__EXERCISE PROMPT__
Pick up the passage on genome sequencing of E. coli pathovars after its last sentence and continue it.

__SELECTED EXCERPT__
· · ·
Escherichia coli is a Gram-negative bacterium that can be a harmless commensal in the intestine or cause a variety of pathological infections. The diverse disease types caused by E. coli have resulted in their classification into distinct pathovars such as enterohaemmorrhagic E. coli (EHEC), uropathogenic E. coli (UPEC) and enteroinvasive E. coli (EIEC)1. The evolutionary relationships between and within these different pathovars can elucidate how they have emerged and how they behave epidemiologically. Furthermore, understanding the molecular mechanisms underpinning the pathogenesis of the different pathovars helps to predict clinical phenotypes and in disease control. In two new studies, researchers sequenced whole genomes of clinical isolates on the Illumina HiSeq 2000 platform to determine the population structure of E. coli pathovars and to investigate genes important for their pathogenic profiles.
· · ·
__DATASET EXTRACT__
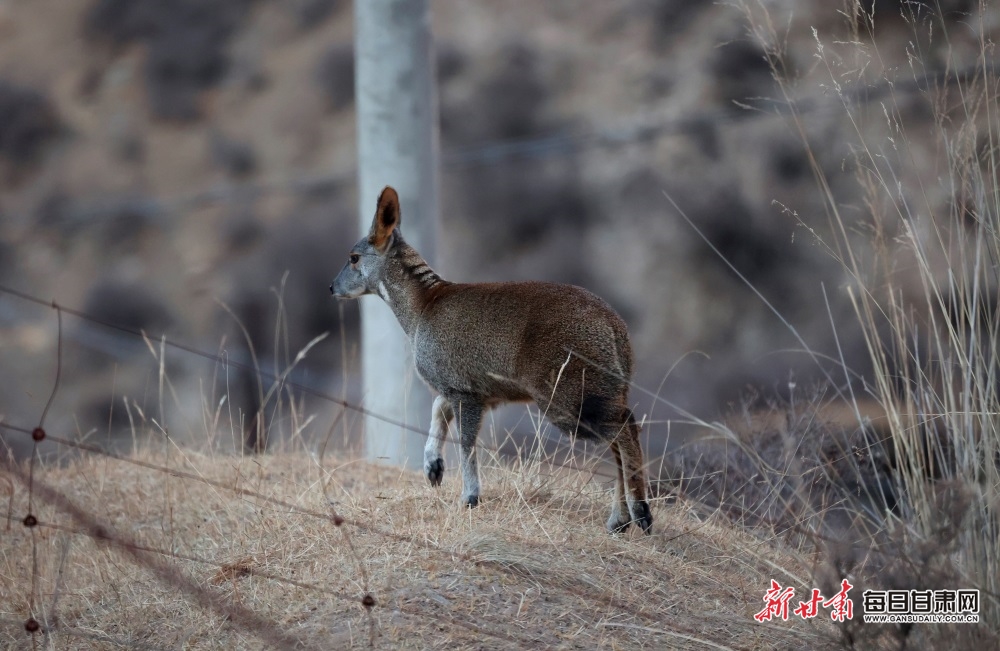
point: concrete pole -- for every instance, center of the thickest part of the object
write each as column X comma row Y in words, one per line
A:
column 396, row 97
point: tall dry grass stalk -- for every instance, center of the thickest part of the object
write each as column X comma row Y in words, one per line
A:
column 922, row 261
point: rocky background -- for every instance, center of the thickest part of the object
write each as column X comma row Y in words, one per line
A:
column 172, row 165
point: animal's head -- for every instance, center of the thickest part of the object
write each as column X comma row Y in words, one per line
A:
column 367, row 259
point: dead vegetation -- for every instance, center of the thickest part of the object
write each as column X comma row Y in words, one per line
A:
column 531, row 568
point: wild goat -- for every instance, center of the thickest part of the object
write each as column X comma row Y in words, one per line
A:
column 483, row 344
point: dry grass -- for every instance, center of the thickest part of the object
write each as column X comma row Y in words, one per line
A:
column 532, row 567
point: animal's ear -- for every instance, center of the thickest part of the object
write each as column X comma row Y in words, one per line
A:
column 386, row 219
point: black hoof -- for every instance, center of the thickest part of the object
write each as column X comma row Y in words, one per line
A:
column 435, row 472
column 620, row 528
column 642, row 516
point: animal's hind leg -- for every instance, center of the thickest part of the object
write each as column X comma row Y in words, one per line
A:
column 441, row 416
column 620, row 518
column 634, row 472
column 470, row 413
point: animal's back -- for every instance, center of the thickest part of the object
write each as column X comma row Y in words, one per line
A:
column 507, row 340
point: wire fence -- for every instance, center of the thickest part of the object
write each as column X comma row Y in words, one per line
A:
column 164, row 563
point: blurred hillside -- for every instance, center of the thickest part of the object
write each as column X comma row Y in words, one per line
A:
column 168, row 165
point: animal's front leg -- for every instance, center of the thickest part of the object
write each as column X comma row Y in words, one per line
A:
column 470, row 413
column 441, row 417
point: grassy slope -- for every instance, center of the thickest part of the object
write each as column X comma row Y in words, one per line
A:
column 531, row 567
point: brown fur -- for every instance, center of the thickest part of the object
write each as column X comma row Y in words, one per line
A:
column 484, row 344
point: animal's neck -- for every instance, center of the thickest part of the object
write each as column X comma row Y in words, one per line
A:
column 408, row 285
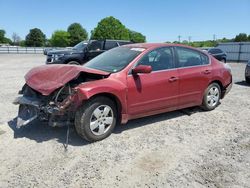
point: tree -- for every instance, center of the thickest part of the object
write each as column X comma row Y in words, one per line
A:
column 35, row 38
column 77, row 33
column 110, row 28
column 2, row 33
column 16, row 39
column 136, row 36
column 3, row 39
column 60, row 38
column 242, row 37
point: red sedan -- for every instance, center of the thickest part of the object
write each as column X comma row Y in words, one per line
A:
column 124, row 83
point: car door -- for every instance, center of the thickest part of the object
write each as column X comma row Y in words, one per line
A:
column 156, row 90
column 195, row 74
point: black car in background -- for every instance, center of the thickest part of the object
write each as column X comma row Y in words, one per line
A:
column 247, row 72
column 82, row 52
column 218, row 54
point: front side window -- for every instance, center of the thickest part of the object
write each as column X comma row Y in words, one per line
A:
column 95, row 46
column 159, row 59
column 188, row 57
column 115, row 59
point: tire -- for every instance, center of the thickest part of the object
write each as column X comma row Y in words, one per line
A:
column 247, row 80
column 211, row 97
column 224, row 60
column 93, row 112
column 73, row 63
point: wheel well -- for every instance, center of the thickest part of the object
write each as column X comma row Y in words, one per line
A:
column 113, row 98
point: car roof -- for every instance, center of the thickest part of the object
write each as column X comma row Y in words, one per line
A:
column 157, row 45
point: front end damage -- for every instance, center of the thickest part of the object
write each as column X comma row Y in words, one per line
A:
column 56, row 109
column 50, row 93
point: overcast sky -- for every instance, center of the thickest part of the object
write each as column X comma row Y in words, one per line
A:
column 159, row 20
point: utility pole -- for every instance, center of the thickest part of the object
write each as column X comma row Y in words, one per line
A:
column 179, row 38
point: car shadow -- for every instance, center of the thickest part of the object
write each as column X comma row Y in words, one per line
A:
column 242, row 83
column 41, row 132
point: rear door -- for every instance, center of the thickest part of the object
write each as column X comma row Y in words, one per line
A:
column 195, row 72
column 156, row 90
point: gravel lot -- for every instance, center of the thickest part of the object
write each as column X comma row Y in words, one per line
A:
column 205, row 149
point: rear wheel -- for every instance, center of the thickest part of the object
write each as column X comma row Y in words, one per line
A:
column 96, row 119
column 211, row 97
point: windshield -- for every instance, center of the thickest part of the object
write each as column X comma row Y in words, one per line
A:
column 80, row 46
column 115, row 59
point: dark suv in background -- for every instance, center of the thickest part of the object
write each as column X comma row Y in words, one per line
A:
column 218, row 54
column 82, row 52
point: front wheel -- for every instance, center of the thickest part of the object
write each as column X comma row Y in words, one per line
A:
column 211, row 97
column 96, row 119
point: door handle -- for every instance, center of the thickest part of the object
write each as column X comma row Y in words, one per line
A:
column 173, row 79
column 206, row 72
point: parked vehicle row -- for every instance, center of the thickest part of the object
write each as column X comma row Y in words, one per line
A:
column 124, row 83
column 82, row 52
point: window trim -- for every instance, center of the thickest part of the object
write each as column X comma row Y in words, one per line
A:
column 199, row 52
column 173, row 58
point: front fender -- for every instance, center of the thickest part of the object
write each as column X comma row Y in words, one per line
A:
column 112, row 87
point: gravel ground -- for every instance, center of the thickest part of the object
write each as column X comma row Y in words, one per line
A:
column 205, row 149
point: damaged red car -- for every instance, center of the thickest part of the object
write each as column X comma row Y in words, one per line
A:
column 124, row 83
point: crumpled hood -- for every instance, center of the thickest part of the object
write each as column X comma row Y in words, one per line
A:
column 47, row 78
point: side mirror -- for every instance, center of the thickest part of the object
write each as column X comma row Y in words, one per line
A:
column 142, row 69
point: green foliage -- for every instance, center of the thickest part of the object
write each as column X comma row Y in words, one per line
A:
column 35, row 38
column 242, row 37
column 110, row 28
column 136, row 37
column 60, row 38
column 77, row 33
· · ·
__ANSWER TO THIS PROBLEM__
Credit: NPG

Salipante et al.2 sequenced more than 300 clinical isolates of extraintestinal pathogenic E. coli (ExPEC), which are an important cause of sporadic infectious pathology outside of the intestine. Isolates from urinary tract (n = 277) and bloodstream (n = 92) infections, including serial sampling of individuals, were collected over 3 years from a single North American hospital system and the population structure was defined by mapping the sequences from the clinical isolates to an E. coli reference genome. This showed that serial samples from urinary tract infections in a single patient were often genetically distinct, whereas sequential blood infection isolates were typically almost identical. However, no phylogenetic clustering of isolates according to the site of infection was observed, suggesting that specific ExPEC lineages are not restricted to the bloodstream or the urinary tract. Nonetheless, several genes encoding virulence factors correlated with blood infection, including genes involved in invasion (traJ) and adhesion (papA and papG), and the toxin-encoding genes sat and tosA. The authors also did a gene association study to identify genes responsible for antimicrobial resistance phenotypes and, although known antimicrobial resistance genes were recovered, no novel resistance genes were identified.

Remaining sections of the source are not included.